/ Çağdaş Estetik / Çağdaş Sanat Nedir?

2009 senesinde October dergisi çağdaş sanat hakkında bir soruşturma yürüttü. Bu bağlamda sorular yöneltilen eleştirmen ve küratörlerin verdikleri cevaplar derginin Kış 2009 tarihli 130. sayısında yayınlandı. Aşağıda, yazar ve sanat eleştirmeni Tom McDonough’un ankete verdiği cevabı yayınlıyoruz.



MetroMobilitan (1985) adlı eserinde Hans Haacke, sanat kurumları ve şirketler arasındaki kirli sponsorluk ilişkilerini açığa çıkarır. Haacke’nin yerleştirmesi Metropolitan Müzesi’nin cephesini andırmaktadır. Ortadaki afişte “Nijerya’nın Antik Hazineleri” adlı sergi duyurulur; yandaki afişlerde ise serginin sponsorluğunu üstlenen Mobil şirketinin Güney Afrika’daki apartheid rejimiyle olan ilişkisini ortaya koyan beyanlar yer alır. Arka planda Mobil’in satışlarıyla desteklediği ırkçı rejim tarafından öldürülen siyahların cenazelerinden görüntüler vardır. Yerleştirmenin tepesindeki kornişte ise sanat kurumları ile şirketler arasındaki sponsorluk ilişkilerinin faydaları hakkında, Metropolitan’ın imzasını taşıyan bir ibare yer alır.    

 

... hem kasti hem de gayri ihtiyari bir kafa karışıklığı

                                                   Raymond Williams, “Modernizm Ne Zamandı?” (1987)

Verilen Görev 1: Metin parçasına göre October dergisinin çağdaş sanat soruşturmasına verilen cevaplar derginin hangi sayısında yayınlandı?
Verilen Görev 2: Metin parçasında "MetroMobilitan (1985) adlı" sözcüklerinin geçtiği yerden başlayıp "ibare yer alır." sözcüklerinden sonra bitecek şekilde o bölümü aynen alıntılayın.

Sağlanan Öğeler:
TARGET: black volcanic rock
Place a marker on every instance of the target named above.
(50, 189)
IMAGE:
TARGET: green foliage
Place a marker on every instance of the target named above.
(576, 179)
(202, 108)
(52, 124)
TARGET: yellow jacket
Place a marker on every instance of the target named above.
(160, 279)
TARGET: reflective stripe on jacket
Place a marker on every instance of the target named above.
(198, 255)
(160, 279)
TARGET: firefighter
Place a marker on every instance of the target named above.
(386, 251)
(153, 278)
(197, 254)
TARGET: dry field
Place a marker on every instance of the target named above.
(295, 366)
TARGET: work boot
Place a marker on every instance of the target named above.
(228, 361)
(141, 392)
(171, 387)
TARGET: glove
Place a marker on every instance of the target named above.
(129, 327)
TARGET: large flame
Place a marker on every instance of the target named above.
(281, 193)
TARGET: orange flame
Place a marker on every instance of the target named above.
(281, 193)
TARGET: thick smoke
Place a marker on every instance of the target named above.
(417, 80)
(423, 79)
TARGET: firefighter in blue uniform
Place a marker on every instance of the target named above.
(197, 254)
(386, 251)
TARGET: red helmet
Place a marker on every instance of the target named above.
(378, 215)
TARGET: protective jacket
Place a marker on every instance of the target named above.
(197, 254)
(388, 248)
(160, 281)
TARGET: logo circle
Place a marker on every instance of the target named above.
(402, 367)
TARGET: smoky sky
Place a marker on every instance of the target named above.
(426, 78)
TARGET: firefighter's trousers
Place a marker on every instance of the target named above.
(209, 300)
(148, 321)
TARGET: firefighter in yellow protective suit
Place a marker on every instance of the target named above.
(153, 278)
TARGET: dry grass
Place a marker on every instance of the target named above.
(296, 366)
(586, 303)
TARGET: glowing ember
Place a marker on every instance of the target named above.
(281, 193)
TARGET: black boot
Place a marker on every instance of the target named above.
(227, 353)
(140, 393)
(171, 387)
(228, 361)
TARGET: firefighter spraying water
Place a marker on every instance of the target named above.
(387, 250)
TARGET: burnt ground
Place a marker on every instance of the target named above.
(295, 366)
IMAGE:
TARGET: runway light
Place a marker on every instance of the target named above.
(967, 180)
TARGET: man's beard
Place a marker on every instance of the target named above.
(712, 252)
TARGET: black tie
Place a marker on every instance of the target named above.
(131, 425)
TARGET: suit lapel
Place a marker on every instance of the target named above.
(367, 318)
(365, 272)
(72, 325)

Tam Çıktı 1: Derginin Kış 2009 tarihli 130. sayısında yayınlandı.

Tam Çıktı 2:
MetroMobilitan (1985) adlı eserinde Hans Haacke, sanat kurumları ve şirketler arasındaki kirli sponsorluk ilişkilerini açığa çıkarır. Haacke’nin yerleştirmesi Metropolitan Müzesi’nin cephesini andırmaktadır. Ortadaki afişte “Nijerya’nın Antik Hazineleri” adlı sergi duyurulur; yandaki afişlerde ise serginin sponsorluğunu üstlenen Mobil şirketinin Güney Afrika’daki apartheid rejimiyle olan ilişkisini ortaya koyan beyanlar yer alır. Arka planda Mobil’in satışlarıyla desteklediği ırkçı rejim tarafından öldürülen siyahların cenazelerinden görüntüler vardır. Yerleştirmenin tepesindeki kornişte ise sanat kurumları ile şirketler arasındaki sponsorluk ilişkilerinin faydaları hakkında, Metropolitan’ın imzasını taşıyan bir ibare yer alır.